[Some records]
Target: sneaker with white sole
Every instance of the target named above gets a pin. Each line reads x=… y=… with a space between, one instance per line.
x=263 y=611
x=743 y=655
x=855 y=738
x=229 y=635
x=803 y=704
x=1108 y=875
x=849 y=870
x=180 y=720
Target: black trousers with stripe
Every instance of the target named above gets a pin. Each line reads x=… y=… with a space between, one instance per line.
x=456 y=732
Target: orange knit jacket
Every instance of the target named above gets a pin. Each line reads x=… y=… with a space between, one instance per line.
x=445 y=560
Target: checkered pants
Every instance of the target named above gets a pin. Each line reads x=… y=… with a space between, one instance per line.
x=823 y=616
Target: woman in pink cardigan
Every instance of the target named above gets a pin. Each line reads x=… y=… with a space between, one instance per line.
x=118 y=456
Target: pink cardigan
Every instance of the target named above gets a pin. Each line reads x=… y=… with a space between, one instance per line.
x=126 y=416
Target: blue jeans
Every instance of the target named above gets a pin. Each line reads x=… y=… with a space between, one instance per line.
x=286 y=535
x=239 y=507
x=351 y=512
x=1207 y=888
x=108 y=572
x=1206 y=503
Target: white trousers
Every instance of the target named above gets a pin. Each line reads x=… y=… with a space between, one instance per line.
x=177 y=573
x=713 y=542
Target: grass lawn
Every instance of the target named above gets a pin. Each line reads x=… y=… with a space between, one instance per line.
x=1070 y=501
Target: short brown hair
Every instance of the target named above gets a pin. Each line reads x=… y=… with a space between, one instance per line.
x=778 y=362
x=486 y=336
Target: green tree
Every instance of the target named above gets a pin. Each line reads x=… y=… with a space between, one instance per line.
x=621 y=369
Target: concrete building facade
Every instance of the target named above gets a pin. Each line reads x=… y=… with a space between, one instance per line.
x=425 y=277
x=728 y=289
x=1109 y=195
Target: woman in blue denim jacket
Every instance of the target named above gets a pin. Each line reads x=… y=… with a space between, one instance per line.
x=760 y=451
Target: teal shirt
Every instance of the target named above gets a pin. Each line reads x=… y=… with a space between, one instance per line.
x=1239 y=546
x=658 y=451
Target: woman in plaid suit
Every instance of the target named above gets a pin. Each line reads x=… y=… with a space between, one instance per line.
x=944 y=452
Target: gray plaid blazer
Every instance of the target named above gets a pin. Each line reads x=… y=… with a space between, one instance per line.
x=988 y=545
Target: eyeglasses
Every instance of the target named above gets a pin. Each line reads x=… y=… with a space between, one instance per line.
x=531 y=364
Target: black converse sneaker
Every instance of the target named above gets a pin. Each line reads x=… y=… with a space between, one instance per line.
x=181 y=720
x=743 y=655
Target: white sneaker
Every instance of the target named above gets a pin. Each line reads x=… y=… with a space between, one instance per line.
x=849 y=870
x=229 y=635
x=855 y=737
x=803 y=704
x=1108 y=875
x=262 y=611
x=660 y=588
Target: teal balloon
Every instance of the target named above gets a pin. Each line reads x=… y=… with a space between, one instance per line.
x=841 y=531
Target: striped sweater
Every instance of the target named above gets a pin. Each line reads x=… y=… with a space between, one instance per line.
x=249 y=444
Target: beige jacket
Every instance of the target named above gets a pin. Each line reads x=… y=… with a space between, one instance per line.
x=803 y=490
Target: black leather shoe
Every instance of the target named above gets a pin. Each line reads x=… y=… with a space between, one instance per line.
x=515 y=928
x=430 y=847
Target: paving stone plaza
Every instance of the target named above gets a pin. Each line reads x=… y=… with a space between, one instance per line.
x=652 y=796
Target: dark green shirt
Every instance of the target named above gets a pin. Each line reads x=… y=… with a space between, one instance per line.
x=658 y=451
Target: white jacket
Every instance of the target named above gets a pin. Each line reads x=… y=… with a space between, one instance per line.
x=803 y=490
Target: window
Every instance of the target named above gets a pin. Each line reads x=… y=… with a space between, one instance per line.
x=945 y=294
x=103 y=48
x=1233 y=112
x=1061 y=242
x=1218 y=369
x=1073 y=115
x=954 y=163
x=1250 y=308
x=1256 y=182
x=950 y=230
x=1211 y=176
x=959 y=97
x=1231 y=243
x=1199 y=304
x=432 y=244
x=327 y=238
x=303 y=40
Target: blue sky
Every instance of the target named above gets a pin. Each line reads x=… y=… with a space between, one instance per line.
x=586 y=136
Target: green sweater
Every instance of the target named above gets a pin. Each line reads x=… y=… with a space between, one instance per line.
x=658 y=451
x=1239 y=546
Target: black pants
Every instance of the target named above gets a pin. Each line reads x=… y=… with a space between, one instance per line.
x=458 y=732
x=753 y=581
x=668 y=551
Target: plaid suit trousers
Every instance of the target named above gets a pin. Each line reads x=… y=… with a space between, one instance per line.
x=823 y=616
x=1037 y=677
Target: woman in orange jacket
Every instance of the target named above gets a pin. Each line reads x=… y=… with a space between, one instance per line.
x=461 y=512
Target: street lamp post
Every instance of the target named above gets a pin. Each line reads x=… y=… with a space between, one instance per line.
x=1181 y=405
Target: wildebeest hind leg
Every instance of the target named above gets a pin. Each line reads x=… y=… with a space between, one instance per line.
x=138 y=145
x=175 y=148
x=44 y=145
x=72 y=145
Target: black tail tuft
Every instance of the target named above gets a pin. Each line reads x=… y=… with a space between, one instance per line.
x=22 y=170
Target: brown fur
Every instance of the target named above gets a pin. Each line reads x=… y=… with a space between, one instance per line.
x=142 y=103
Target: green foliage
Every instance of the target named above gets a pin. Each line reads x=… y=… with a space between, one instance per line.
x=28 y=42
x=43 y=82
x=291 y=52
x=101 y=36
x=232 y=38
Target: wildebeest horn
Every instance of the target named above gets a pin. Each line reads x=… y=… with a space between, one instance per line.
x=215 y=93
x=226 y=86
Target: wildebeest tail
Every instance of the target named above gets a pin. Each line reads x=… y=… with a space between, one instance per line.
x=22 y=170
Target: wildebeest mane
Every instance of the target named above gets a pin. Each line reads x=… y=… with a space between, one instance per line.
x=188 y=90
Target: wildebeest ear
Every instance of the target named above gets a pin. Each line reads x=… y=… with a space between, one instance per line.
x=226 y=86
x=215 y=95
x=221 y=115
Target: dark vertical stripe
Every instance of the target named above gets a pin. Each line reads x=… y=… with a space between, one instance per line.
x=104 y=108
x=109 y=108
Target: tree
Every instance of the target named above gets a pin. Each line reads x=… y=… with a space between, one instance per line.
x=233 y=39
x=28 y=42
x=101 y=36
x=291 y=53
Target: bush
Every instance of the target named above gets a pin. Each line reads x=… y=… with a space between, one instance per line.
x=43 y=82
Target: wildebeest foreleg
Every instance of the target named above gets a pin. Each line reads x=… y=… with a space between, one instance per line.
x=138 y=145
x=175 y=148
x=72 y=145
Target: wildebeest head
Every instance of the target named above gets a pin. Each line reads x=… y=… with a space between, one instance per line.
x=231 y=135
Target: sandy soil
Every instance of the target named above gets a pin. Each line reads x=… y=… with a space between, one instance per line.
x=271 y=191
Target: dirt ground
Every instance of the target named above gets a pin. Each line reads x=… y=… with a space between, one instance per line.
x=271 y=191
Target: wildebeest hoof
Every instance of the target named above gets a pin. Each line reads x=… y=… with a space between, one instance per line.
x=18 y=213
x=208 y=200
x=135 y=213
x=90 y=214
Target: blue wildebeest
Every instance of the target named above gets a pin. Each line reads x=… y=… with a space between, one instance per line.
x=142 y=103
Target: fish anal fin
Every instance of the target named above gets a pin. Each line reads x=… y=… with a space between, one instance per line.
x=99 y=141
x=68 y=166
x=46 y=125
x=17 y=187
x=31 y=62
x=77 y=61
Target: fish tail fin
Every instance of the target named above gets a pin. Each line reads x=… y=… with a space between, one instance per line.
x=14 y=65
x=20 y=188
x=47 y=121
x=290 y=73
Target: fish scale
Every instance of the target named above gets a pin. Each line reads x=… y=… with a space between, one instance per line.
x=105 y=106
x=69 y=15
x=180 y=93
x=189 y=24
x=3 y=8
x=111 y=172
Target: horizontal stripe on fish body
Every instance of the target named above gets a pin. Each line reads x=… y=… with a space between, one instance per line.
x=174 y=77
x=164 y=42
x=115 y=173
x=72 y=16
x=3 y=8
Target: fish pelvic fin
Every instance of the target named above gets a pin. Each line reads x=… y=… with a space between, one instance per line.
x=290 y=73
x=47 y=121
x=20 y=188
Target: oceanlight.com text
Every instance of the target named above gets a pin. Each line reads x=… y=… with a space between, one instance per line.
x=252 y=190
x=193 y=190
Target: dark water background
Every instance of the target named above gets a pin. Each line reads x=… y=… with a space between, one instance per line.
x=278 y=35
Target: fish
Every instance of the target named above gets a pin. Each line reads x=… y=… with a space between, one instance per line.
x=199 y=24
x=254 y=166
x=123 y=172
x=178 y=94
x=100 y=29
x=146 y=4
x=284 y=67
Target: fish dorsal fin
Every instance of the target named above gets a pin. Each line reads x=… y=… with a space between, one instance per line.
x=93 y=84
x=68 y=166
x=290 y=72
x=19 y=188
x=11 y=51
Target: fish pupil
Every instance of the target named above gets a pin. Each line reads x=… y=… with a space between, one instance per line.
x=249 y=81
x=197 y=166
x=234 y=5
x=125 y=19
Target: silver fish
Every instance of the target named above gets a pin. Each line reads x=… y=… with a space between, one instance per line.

→ **Instruction**
Rewrite the lines from the start of the records through the line that contains "x=456 y=732", swapping "pin" for "marker" and leaving everything else as it is.

→ **Result for this exercise**
Target: sneaker with white sole
Every instance of the target named above gets a marker. Each line reads x=… y=… with a space between, one instance per line.
x=263 y=611
x=743 y=655
x=855 y=738
x=229 y=635
x=803 y=704
x=1108 y=875
x=849 y=870
x=180 y=720
Target: black trousers with stripe
Every instance of the target named above gets a marker. Each line reads x=… y=… with a space between, one instance per line.
x=456 y=732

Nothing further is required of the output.